======== Documento de origem
Textos publicados pela autora

Pergunta:

Qual a regência do verbo vender?

Resposta:

O verbo vender selecciona um complemento directo (coisa vendida) e um complemento indirecto (pessoa a quem se vende, ou seja, o comprador):

(a) «Ele vendeu tudo ao Estado.»

O verbo vender pode ser usado pronominalmente:

c) «Vendeu-se aos poderosos.»

Nesta acepção, o verbo vender significa «alienar a sua liberdade, deixar-se subornar, perder a liberdade ou degradar-se em troca de dinheiro ou qualquer outro tipo de recompensa».

Opcionalmente, pode ter regência, ou seja, pode seleccionar um complemento preposicional introduzido pela preposição por, complemento que se refere ao valor da transferência da coisa (também animal e eventualmente pessoa) vendida:

a) «Ele vendeu tudo por tuta e meia.»

b) «Vendeu-se por alto preço.»

No exemplo a), o verbo vender significa «transferir alguma coisa em troca de dinheiro», «ceder ou alienar»; no exemplo b), significa «alienar a sua liberdade para atingir determinados objectivos».

Pergunta:

A palavra inglesa inedible é de origem latina (em latim edere — «comer»), que tem como cognatos edule, edulo e edível em português. Estava-me perguntando se não será possível, ainda que não estejam dicionarizadas, dizer "inedule", "inedulo" e "inedível".

Resposta:

As palavras edule, edulo e edível estão dicionarizadas como adjectivos sinónimos de comível, comestível, isto é, «que é próprio para ser comido». No Dicionário Houiass da Língua Portuguesa, o antónimo dos adjectivos edule, edulo e edível remete para antónimos do adjectivo comestível, ou seja, incomestível, incomível, intragável.
================
Tarefa 1 | Mostre cada linha dos registros abaixo que contenha a palavra "below", diferenciando maiúsculas de minúsculas.
Os registros abaixo não têm nenhuma relação com o documento de origem.
======== Dados apresentados
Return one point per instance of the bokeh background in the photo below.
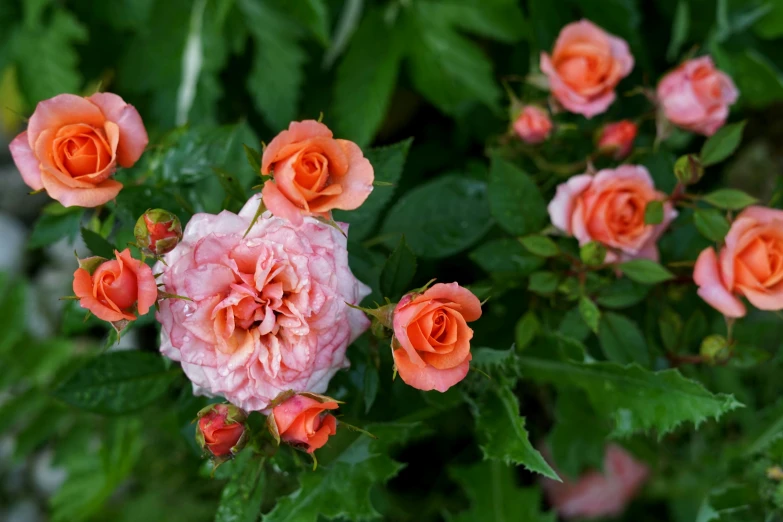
(379, 72)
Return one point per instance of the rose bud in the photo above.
(302, 421)
(617, 139)
(696, 96)
(157, 232)
(533, 124)
(115, 290)
(749, 265)
(221, 430)
(432, 338)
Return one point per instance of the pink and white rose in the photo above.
(265, 313)
(696, 96)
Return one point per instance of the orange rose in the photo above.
(302, 421)
(586, 65)
(116, 289)
(750, 264)
(609, 208)
(432, 338)
(72, 146)
(313, 173)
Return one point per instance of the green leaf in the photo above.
(578, 439)
(680, 26)
(398, 271)
(13, 294)
(366, 78)
(637, 400)
(45, 57)
(526, 330)
(505, 258)
(313, 14)
(441, 217)
(573, 325)
(514, 199)
(52, 227)
(729, 199)
(621, 340)
(490, 359)
(231, 185)
(494, 495)
(711, 224)
(277, 72)
(340, 488)
(388, 163)
(645, 271)
(502, 434)
(621, 293)
(97, 244)
(449, 70)
(590, 313)
(653, 212)
(240, 500)
(771, 25)
(497, 19)
(759, 79)
(722, 144)
(540, 245)
(543, 283)
(117, 382)
(100, 468)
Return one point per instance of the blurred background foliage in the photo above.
(208, 76)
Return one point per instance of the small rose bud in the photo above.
(221, 430)
(688, 169)
(592, 253)
(715, 349)
(533, 124)
(157, 232)
(302, 421)
(616, 139)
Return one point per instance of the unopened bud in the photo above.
(221, 430)
(157, 232)
(592, 253)
(715, 349)
(688, 169)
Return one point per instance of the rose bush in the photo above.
(411, 261)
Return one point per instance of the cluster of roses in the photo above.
(260, 306)
(608, 207)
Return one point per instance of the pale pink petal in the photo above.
(81, 197)
(62, 110)
(561, 208)
(133, 135)
(279, 205)
(428, 378)
(712, 289)
(297, 131)
(356, 183)
(26, 161)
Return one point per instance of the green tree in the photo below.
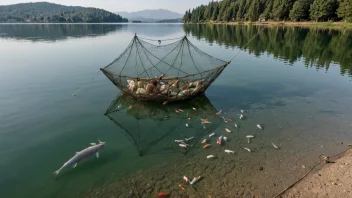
(216, 12)
(345, 10)
(255, 10)
(281, 9)
(267, 13)
(323, 10)
(300, 10)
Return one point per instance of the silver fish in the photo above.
(275, 146)
(85, 153)
(211, 135)
(229, 152)
(183, 145)
(193, 181)
(188, 139)
(247, 149)
(249, 137)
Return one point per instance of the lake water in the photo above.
(295, 81)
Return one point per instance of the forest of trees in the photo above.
(276, 10)
(44, 12)
(316, 47)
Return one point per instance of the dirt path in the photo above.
(333, 180)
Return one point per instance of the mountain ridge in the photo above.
(45, 12)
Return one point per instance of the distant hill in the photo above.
(150, 15)
(44, 12)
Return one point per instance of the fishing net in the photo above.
(174, 71)
(153, 128)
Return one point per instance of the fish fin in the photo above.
(57, 172)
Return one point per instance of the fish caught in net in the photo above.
(168, 72)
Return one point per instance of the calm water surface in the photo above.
(295, 81)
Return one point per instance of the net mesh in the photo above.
(171, 72)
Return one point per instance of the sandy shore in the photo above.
(332, 180)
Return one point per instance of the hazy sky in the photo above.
(124, 5)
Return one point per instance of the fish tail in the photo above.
(57, 172)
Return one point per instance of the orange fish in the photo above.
(206, 122)
(219, 142)
(186, 179)
(163, 194)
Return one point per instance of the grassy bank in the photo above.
(329, 25)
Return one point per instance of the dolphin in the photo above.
(85, 153)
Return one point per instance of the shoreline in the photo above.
(330, 180)
(325, 25)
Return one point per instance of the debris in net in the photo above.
(177, 86)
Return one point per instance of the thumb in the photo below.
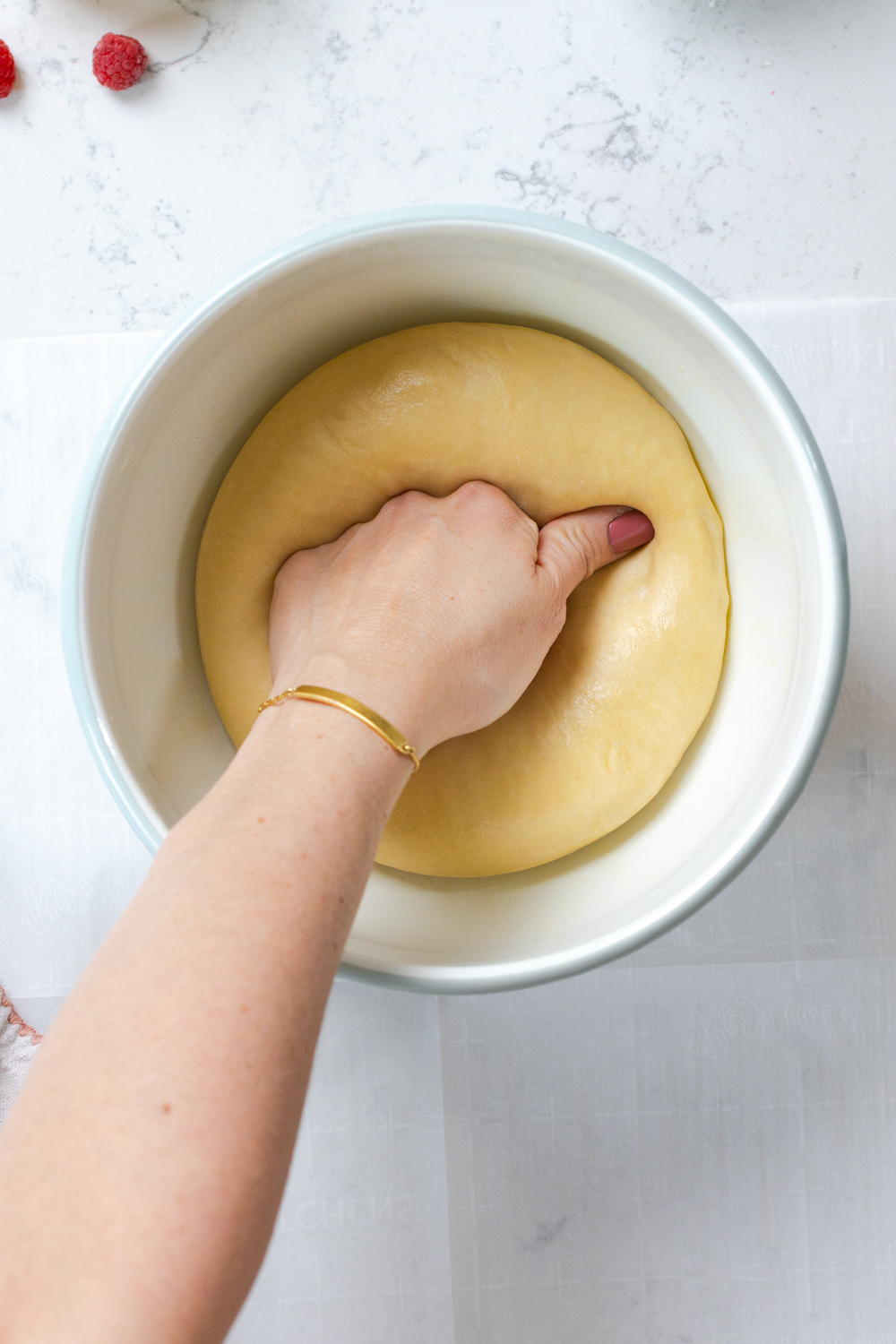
================
Tarefa 2 | Repita, por favor, sem nenhuma alteração o trecho do documento de origem entre "No exemplo a), o" e "incomestível, incomível, intragável.", inclusive.

Resposta escrita 1 |
Return one point per instance of the bokeh background in the photo below.
Return one point per instance of the green tree in the photo below.
Return one point per instance of the thumb in the photo below.

Resposta escrita 2 |
No exemplo a), o verbo vender significa «transferir alguma coisa em troca de dinheiro», «ceder ou alienar»; no exemplo b), significa «alienar a sua liberdade para atingir determinados objectivos».

Pergunta:

A palavra inglesa inedible é de origem latina (em latim edere — «comer»), que tem como cognatos edule, edulo e edível em português. Estava-me perguntando se não será possível, ainda que não estejam dicionarizadas, dizer "inedule", "inedulo" e "inedível".

Resposta:

As palavras edule, edulo e edível estão dicionarizadas como adjectivos sinónimos de comível, comestível, isto é, «que é próprio para ser comido». No Dicionário Houiass da Língua Portuguesa, o antónimo dos adjectivos edule, edulo e edível remete para antónimos do adjectivo comestível, ou seja, incomestível, incomível, intragável.